(Object location annotation data)
☆ ☆ ☆

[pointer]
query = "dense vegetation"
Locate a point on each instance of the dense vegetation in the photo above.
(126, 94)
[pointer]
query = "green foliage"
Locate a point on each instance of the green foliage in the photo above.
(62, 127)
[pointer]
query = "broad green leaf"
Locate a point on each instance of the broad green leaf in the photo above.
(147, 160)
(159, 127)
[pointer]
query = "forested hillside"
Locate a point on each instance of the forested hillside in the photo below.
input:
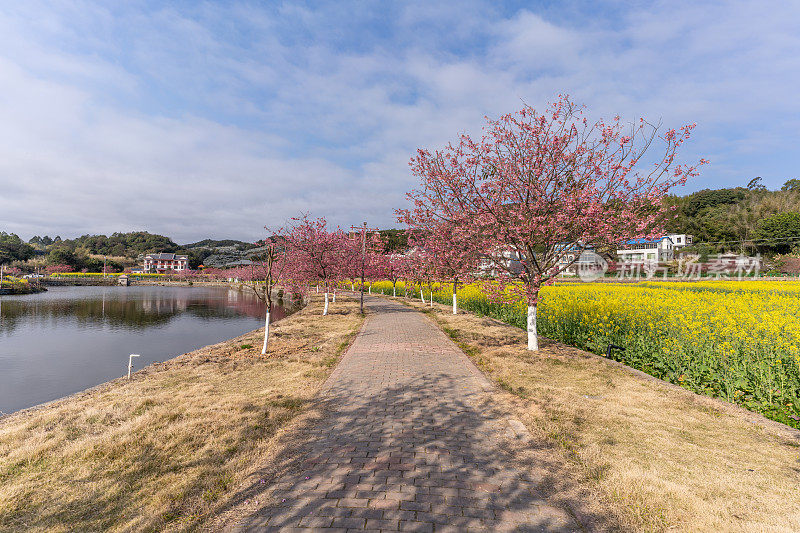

☆ ☆ ☆

**DIRECTIONS**
Rewrite the material above as a JSON list of strings with one string per line, skipping blank lines. Omit the pictures.

**THE OUTPUT**
[
  "[pointer]",
  "query = \"dense vegetation\"",
  "Locate a point on each instance of the dense vegetation in the photo above.",
  "(126, 94)",
  "[pointer]",
  "query = \"green foliage\"",
  "Locate a point on each instance of the green foliage in the photo above.",
  "(62, 127)",
  "[pointer]",
  "query = \"broad green leaf\"",
  "Locate a point on each instance of the broad green leaf in the photo above.",
  "(147, 160)",
  "(159, 127)",
  "[pointer]",
  "query = \"forested hillside\"",
  "Locate a point on each instance of the forested hillside in the photo below.",
  "input:"
]